** Instructions to follow **
Rescale the rows starting with the line containing "det: metal railing" and going on through the line containing "(269, 331), (372, 394)", giving only those lines again, requests included. Multiply every box coordinate in the answers by 0.8 and round it to a whole number, halves up, while the requests and their sample coordinates stay unchanged.

** Data supplied **

○ ○ ○ ○ ○

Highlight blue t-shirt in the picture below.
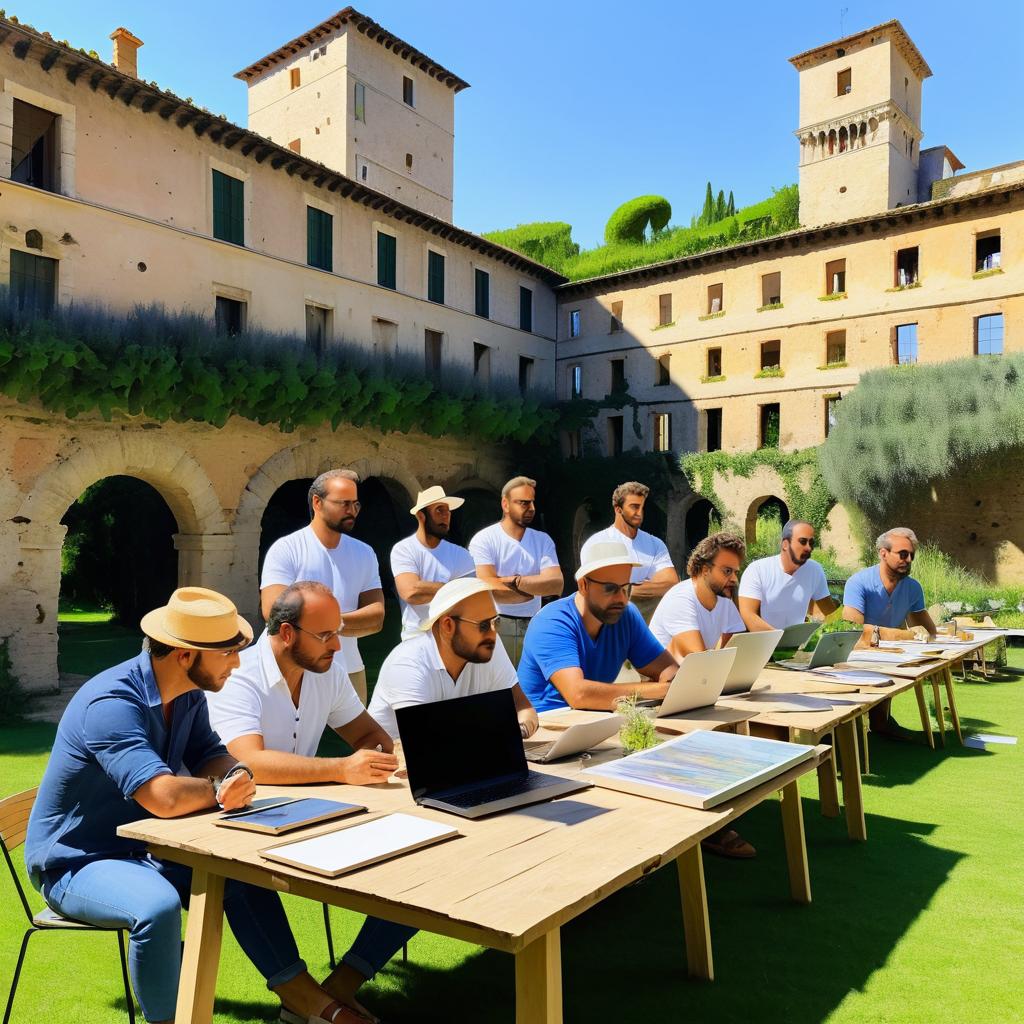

○ ○ ○ ○ ○

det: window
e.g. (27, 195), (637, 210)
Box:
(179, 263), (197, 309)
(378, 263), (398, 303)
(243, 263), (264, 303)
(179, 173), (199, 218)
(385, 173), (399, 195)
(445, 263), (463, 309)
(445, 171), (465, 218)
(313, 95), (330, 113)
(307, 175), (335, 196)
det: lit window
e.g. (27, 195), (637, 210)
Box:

○ ○ ○ ○ ○

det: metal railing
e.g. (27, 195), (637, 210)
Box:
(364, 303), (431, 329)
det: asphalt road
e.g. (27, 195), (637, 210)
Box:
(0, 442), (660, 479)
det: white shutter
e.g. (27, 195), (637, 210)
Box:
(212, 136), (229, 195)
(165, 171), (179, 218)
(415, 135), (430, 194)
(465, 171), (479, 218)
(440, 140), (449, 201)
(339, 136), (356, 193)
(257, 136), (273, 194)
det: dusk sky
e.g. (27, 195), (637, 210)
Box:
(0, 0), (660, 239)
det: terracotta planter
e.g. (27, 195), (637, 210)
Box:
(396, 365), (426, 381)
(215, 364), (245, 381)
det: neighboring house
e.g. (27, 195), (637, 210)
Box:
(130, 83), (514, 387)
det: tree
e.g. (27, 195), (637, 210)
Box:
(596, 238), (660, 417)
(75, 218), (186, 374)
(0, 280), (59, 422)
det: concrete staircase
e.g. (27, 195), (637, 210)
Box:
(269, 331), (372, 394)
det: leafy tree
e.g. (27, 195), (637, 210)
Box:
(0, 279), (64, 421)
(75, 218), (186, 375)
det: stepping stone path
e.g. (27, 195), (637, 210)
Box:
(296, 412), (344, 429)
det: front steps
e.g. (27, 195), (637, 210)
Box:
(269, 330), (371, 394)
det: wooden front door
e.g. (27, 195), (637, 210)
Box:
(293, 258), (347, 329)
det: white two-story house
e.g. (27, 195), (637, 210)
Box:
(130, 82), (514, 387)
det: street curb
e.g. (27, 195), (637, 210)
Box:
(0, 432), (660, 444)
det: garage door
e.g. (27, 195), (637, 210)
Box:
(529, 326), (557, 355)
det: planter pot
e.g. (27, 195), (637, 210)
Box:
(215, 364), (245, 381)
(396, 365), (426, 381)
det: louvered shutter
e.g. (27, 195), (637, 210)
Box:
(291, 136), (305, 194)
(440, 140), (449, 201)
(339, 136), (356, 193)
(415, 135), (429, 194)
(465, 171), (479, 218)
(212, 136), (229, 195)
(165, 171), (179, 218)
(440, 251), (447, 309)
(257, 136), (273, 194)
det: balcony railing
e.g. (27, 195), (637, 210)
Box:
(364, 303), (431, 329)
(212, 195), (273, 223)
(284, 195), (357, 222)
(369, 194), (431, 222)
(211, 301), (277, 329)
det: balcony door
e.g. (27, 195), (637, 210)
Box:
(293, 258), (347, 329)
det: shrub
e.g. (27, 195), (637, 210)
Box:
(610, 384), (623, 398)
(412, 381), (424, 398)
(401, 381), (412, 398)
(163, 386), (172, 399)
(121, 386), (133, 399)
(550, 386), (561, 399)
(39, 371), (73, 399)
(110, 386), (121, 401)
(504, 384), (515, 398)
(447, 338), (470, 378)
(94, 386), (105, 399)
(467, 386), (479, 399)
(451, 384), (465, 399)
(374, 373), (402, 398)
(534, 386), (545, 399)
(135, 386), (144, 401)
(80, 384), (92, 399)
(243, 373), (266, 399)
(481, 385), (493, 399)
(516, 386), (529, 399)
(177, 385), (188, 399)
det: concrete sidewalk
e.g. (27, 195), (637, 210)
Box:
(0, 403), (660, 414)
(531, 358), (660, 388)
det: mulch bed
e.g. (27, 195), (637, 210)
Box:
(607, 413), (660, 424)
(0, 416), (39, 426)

○ ○ ○ ○ ○

** Correct answer **
det: metal railing
e.g. (27, 195), (637, 210)
Box:
(291, 242), (345, 263)
det: asphalt road
e.g. (27, 195), (637, 210)
Box:
(0, 354), (528, 383)
det: white shutter
e.g. (27, 195), (637, 210)
Box:
(170, 109), (183, 156)
(132, 137), (143, 174)
(332, 108), (344, 155)
(372, 137), (383, 174)
(352, 112), (359, 161)
(271, 109), (285, 154)
(206, 109), (218, 155)
det: dusk sky
e.g. (27, 195), (637, 210)
Box:
(0, 0), (528, 191)
det: terracotta planter
e.g. (27, 195), (637, 210)
Box:
(317, 292), (341, 305)
(172, 291), (196, 305)
det: neighboring house
e.g. (27, 195), (637, 210)
Box:
(104, 66), (411, 310)
det: tree
e.g. (27, 195), (637, 210)
Box:
(477, 190), (528, 334)
(60, 174), (149, 299)
(0, 224), (47, 338)
det: concrete staircase
e.g. (27, 195), (637, 210)
Box:
(215, 265), (298, 315)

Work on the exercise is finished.